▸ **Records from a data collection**
________________________
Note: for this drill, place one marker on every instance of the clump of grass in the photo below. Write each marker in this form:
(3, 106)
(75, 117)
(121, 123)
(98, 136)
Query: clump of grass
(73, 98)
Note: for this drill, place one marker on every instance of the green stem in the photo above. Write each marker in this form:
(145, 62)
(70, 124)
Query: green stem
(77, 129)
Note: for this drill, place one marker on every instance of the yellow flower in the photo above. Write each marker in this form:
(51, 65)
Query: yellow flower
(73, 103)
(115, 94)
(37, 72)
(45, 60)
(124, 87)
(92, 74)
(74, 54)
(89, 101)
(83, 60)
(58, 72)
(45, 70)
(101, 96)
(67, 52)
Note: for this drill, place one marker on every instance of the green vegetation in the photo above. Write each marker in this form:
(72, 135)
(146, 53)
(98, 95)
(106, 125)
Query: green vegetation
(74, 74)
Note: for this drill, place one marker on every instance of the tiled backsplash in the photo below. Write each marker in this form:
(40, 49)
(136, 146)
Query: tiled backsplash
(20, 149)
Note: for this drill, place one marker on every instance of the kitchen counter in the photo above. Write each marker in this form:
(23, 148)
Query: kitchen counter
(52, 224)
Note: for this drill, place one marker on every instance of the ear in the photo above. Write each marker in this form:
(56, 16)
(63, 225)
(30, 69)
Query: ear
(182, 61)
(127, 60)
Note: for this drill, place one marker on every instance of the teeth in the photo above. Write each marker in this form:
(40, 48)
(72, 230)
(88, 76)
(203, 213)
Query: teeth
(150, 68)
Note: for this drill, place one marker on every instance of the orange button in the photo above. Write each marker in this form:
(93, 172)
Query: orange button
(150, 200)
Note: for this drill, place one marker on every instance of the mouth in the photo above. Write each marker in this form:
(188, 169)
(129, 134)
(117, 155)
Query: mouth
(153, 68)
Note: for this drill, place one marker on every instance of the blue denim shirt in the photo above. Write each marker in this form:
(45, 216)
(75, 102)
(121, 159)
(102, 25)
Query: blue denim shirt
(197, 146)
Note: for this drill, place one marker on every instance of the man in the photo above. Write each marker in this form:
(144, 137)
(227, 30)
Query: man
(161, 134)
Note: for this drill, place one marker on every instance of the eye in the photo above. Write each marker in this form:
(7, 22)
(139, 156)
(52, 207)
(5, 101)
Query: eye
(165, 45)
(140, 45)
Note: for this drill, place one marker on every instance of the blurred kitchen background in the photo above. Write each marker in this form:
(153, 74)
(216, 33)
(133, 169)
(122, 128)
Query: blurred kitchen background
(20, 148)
________________________
Provide the count of lines above containing "below", without any added words.

2